Directions:
Make an exact copy of the records, dropping all pictures.

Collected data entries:
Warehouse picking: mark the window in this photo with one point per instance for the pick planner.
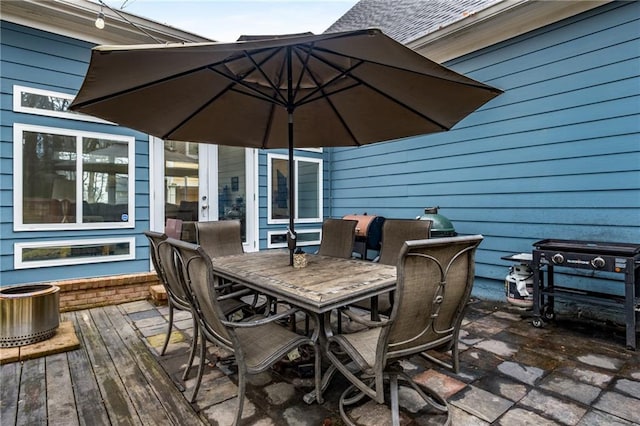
(46, 102)
(77, 252)
(67, 179)
(308, 191)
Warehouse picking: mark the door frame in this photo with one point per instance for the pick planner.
(208, 174)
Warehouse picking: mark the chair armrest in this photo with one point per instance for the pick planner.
(263, 320)
(235, 294)
(364, 320)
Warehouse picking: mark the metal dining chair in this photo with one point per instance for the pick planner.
(435, 278)
(394, 233)
(163, 262)
(257, 343)
(224, 238)
(220, 237)
(178, 297)
(338, 238)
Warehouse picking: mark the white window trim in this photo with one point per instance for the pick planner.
(300, 243)
(18, 224)
(18, 107)
(296, 159)
(20, 264)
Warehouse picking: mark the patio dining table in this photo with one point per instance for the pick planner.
(326, 283)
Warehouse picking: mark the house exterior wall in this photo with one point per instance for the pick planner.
(556, 156)
(43, 60)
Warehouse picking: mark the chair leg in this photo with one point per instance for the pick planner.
(241, 388)
(169, 328)
(318, 372)
(194, 346)
(395, 409)
(203, 352)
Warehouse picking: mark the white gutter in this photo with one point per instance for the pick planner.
(499, 22)
(76, 19)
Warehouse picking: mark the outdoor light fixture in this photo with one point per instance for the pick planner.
(100, 20)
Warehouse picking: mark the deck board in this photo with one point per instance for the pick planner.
(10, 379)
(163, 387)
(144, 403)
(32, 402)
(61, 407)
(118, 406)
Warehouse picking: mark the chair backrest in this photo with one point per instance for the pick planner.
(338, 238)
(196, 273)
(395, 232)
(435, 278)
(220, 238)
(173, 228)
(155, 238)
(176, 290)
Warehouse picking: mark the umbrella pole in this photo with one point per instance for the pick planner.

Worked answer:
Warehouse picking: mark the window in this photo with one point per instance for the pick planner.
(46, 102)
(77, 252)
(67, 179)
(308, 191)
Warehouse picking: mark the door frame in this photo with one point per instance for the pick planner.
(208, 174)
Warehouse picking: mark the chair armrest in this photo with one point per instance for the pick planner.
(263, 320)
(235, 294)
(364, 320)
Warehouse picking: mark the metal dining chair in this photo with one point per instance for the pick planner.
(435, 278)
(394, 233)
(163, 262)
(257, 343)
(224, 238)
(220, 237)
(178, 297)
(338, 238)
Warehouse picking: mark the white window trim in this photo with one point per instance for the pick planner.
(300, 243)
(18, 224)
(18, 107)
(296, 159)
(20, 264)
Warehouse picking: mark the patio dining table in this photo with one point per instance for the pick planner.
(326, 283)
Warehouse picking: mark the house exterior wall in this photo with one point per instance for the pick planner.
(556, 156)
(43, 60)
Warehouse picking: mark the chair leg in this photo with one point per instance for the pick planner.
(241, 388)
(169, 328)
(318, 372)
(194, 346)
(395, 409)
(203, 352)
Warehouse picking: mark the white gutter in this photo with one point per instance for the pick planner.
(499, 22)
(76, 19)
Warehouse picking: mark the outdoor light fixture in this photo with one point per instance for the pick planner.
(100, 20)
Warehouse picking: mark the deck board in this photo with one point per instance for the pick planner.
(10, 379)
(163, 387)
(144, 403)
(32, 402)
(61, 407)
(118, 406)
Warehouse picking: mark the chair backrest in this photo with one point per instance for the pick planner.
(338, 238)
(196, 273)
(395, 232)
(435, 278)
(220, 238)
(173, 228)
(155, 238)
(176, 290)
Warehouse picking: mark the umbrella pole in this photo with one point per instance for the pick planner.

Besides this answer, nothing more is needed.